**DOCUMENT EXTRACT**
■ ■ ■ ■ ■ ■ ■

That evening, so soon after defeat to West Ham in the FA Cup Final, five days earlier, was the severest blow upon the deepest bruise. Yet less than two weeks earlier, as the non-stop Brian Talbot headed the single goal sufficient to claim a place in the Cup Final a different conclusion hung like a dream in the barmy spring night air. For in the space of nine days Arsenal had claimed two of the greatest victories in their history: 1-0 in Turin; and 1-0 in the Cup semi-final 3rd replay: nine days that represent the zenith of Terry Neill’s tenure as Arsenal manager. Although we weren’t to know then, the poignancy of those few days would later grow and spread exponentially, every time we saw the hazy re-runs on YouTube of Paul Vaessen’s goal in the Stadio Comunale, the goal that causes Paul’s star to blaze still in the Turin sky with a magnitude rarely equalled.

■ ■ ■ ■ ■ ■ ■

**RECORDS PROVIDED**

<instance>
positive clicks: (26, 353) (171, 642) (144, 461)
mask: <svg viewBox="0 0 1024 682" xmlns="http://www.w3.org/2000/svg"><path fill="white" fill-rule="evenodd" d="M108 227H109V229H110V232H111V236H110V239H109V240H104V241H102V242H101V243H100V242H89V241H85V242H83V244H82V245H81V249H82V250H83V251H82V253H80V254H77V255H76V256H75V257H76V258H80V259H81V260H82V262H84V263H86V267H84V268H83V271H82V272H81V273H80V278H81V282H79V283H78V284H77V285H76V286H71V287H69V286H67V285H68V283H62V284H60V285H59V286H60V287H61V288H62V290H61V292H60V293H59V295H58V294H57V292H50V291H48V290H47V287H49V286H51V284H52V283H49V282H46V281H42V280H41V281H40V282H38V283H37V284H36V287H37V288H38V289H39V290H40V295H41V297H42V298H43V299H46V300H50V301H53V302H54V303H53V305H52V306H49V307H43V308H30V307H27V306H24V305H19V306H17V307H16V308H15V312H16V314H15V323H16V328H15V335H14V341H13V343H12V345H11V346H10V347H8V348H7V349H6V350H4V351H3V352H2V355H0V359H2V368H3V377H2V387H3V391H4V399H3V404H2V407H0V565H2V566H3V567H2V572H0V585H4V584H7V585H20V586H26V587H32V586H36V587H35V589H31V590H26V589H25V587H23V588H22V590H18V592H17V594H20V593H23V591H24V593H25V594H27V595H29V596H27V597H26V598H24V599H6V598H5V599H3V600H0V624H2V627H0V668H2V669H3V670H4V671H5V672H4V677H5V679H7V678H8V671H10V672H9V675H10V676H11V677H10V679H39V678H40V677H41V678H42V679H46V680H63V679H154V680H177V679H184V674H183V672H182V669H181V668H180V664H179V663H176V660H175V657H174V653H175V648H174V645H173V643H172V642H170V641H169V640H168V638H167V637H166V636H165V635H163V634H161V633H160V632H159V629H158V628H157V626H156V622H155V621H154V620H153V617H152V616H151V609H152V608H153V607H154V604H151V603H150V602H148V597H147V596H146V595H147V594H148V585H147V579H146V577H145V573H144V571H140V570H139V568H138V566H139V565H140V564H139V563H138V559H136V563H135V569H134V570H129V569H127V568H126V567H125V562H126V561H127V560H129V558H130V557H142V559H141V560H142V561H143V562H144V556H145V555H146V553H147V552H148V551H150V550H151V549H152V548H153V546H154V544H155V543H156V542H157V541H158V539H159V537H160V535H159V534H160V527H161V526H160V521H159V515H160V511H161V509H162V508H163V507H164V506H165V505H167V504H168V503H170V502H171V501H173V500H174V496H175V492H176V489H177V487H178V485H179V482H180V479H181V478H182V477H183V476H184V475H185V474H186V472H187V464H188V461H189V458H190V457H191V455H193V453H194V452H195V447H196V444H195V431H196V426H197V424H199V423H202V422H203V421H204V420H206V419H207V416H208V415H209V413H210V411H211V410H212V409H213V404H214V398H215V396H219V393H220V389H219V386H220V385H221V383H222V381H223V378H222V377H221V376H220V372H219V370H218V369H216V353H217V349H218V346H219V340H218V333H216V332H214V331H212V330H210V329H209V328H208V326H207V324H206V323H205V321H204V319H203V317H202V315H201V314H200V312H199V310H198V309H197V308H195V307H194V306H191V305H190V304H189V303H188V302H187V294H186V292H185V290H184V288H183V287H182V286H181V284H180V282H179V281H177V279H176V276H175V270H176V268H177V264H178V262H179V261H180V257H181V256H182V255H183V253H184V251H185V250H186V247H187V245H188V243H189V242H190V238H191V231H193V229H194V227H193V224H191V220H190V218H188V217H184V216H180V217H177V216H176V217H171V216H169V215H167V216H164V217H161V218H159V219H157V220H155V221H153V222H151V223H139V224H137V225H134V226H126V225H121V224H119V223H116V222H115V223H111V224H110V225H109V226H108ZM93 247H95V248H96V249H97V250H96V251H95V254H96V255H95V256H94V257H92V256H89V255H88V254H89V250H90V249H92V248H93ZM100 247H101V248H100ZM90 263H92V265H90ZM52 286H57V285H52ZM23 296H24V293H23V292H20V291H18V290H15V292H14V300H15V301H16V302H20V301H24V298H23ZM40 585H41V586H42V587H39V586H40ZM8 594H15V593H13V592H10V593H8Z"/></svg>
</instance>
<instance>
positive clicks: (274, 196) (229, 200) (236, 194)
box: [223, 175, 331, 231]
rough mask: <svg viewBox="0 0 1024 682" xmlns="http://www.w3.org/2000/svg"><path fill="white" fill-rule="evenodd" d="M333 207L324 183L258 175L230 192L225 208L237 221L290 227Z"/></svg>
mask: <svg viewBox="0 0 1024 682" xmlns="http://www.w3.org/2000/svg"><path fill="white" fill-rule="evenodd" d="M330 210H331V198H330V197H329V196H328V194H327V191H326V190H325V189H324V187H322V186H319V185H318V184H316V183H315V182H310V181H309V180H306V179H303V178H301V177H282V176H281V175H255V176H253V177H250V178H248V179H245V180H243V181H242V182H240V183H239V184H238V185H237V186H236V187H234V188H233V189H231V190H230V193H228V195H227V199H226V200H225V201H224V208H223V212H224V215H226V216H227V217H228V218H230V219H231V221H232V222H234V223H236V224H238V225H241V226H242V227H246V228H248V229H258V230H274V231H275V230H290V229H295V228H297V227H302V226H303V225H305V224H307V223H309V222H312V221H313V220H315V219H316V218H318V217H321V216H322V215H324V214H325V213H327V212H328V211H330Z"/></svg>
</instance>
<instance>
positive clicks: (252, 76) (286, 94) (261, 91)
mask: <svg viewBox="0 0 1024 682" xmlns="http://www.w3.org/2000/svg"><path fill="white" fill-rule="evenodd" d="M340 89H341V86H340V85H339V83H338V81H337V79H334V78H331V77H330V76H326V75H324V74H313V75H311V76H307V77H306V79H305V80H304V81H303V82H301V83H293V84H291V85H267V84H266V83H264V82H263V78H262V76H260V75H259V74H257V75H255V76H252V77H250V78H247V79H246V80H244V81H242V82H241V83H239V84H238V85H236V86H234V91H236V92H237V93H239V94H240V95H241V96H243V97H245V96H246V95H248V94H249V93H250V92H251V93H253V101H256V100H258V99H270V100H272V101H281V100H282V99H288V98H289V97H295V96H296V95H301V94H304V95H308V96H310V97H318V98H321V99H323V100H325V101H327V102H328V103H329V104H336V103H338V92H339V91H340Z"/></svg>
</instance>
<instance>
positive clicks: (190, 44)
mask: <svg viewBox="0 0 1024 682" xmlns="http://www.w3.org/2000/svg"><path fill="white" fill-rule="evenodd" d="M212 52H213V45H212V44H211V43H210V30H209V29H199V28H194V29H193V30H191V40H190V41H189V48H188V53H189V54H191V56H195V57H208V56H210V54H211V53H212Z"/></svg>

■ ■ ■ ■ ■ ■ ■

In the Arsenal passage above, who headed the single goal that earned Arsenal a place in the Cup Final?

Brian Talbot